**Problem details:** Whenever a line in the entries includes the word "dirt", copy that line out.
[Information given]
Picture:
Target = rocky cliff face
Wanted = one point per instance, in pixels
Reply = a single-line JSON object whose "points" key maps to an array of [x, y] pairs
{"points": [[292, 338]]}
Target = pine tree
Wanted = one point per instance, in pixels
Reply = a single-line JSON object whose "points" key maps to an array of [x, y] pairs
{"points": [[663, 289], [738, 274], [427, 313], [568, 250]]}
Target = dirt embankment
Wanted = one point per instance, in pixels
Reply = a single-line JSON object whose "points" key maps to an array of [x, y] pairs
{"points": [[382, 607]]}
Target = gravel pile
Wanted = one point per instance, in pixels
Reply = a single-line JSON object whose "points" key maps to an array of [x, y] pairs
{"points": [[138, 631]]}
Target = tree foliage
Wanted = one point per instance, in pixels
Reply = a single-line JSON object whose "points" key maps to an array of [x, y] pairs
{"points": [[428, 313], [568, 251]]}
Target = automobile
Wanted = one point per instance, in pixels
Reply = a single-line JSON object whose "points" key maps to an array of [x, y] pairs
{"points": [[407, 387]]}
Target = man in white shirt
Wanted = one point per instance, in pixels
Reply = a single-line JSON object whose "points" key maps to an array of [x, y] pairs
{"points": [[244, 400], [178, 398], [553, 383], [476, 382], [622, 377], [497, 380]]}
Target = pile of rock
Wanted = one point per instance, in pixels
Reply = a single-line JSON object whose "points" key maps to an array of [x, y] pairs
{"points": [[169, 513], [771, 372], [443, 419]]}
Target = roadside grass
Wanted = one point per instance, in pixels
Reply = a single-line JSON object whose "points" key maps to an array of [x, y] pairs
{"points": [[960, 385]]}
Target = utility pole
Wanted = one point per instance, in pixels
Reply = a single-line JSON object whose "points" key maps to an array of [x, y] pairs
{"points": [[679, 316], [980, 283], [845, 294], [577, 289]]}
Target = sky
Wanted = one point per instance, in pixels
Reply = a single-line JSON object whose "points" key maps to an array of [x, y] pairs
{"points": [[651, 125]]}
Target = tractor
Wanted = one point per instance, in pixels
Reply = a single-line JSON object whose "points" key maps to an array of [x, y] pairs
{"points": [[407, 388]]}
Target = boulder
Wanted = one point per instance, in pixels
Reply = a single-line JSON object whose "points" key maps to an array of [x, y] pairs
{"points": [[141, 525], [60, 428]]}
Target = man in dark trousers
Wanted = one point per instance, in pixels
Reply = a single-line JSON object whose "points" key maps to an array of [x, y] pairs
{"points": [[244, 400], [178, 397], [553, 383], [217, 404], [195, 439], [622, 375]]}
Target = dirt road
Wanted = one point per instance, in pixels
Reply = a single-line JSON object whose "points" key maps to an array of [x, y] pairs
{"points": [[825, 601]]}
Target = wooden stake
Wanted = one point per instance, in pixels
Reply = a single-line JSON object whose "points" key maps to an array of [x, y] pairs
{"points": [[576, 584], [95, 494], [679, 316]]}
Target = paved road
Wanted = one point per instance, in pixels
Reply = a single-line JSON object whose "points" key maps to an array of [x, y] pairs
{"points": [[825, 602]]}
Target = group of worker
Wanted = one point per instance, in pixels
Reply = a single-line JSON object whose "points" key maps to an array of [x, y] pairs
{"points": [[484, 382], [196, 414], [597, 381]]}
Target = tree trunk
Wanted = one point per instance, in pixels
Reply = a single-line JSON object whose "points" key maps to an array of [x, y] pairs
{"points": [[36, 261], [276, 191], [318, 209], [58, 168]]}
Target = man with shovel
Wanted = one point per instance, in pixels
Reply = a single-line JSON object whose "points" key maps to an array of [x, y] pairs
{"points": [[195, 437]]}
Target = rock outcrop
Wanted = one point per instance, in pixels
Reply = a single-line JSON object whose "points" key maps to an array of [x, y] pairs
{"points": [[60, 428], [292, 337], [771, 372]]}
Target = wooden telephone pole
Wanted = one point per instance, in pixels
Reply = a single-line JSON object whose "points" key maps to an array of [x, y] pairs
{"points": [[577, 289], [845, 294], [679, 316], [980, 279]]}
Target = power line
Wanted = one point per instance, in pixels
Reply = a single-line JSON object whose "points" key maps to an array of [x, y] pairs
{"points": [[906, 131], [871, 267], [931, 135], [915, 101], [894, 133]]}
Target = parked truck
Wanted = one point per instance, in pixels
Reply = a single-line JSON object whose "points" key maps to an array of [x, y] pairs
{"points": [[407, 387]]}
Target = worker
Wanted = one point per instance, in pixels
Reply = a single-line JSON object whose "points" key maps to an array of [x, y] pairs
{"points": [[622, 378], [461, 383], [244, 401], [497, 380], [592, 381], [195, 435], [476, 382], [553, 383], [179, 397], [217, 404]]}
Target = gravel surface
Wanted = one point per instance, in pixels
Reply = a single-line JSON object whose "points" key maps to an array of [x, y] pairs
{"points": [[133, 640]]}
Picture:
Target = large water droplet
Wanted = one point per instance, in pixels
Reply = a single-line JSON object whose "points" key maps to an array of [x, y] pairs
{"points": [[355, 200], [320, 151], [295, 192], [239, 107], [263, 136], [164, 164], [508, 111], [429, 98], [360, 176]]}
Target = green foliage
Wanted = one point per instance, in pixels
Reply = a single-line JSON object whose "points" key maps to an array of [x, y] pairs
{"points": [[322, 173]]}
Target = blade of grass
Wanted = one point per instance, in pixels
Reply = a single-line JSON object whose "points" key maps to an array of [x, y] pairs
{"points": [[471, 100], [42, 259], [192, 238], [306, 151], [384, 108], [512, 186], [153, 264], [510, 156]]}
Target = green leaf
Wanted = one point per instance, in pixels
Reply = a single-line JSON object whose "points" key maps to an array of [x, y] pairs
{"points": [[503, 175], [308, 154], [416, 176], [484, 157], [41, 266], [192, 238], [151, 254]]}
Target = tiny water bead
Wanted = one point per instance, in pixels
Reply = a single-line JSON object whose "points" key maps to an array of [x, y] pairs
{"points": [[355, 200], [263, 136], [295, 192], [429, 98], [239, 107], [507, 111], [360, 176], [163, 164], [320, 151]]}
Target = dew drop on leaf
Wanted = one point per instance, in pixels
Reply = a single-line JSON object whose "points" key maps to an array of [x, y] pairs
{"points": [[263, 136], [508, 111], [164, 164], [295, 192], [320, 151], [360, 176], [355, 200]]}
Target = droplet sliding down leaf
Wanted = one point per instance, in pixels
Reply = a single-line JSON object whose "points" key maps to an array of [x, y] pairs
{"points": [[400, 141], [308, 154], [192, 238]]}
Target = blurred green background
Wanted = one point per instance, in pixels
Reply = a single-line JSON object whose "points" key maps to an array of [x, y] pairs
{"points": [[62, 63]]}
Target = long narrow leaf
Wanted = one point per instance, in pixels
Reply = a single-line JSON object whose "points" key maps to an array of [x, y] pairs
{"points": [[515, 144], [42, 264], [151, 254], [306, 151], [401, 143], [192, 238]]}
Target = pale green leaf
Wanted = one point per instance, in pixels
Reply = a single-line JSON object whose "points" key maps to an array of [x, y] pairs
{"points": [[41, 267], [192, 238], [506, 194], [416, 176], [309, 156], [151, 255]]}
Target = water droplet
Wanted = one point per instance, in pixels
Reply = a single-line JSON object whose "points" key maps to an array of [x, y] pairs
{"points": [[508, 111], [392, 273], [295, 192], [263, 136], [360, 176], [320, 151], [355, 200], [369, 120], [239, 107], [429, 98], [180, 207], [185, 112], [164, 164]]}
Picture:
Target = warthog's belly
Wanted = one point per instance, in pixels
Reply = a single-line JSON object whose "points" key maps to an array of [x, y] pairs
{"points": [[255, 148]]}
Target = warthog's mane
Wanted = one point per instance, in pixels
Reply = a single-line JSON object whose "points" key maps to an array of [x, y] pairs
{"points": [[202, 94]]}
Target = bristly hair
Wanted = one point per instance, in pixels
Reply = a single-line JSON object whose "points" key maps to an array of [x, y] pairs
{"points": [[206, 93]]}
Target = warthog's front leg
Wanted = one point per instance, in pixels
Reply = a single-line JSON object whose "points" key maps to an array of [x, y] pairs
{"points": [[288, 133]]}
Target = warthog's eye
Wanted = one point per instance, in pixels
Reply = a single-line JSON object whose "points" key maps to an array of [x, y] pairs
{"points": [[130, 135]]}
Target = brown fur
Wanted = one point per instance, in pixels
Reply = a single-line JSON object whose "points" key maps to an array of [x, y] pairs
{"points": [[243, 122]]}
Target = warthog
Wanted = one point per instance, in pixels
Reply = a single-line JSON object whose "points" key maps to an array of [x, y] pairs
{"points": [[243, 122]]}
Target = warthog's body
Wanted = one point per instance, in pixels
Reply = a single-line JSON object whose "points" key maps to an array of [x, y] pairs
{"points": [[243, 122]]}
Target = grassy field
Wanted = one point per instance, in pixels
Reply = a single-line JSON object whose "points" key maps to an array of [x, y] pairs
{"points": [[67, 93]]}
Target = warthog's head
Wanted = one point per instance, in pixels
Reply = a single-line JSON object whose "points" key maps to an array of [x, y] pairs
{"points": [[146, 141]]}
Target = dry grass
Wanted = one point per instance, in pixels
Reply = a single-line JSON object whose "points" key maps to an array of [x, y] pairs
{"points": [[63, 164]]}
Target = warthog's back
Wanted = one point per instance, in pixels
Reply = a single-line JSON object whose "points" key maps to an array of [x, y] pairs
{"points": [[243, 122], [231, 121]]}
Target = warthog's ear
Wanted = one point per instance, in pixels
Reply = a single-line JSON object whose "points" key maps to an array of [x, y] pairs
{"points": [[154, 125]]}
[/Information given]
**Exercise answer:**
Target = dirt embankment
Target = dirt road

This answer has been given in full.